:: EXTRACTED DATA

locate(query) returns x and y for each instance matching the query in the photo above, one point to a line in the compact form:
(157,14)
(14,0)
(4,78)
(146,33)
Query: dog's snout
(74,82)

::::

__TASK DIRECTIONS__.
Each of the lines above should be printed again precisely as it reads.

__RESPONSE BELOW__.
locate(query) returns x and y for each instance matching the query in the photo above, one point to a line in the compact form:
(157,14)
(14,0)
(4,78)
(146,33)
Query: dog's snout
(74,82)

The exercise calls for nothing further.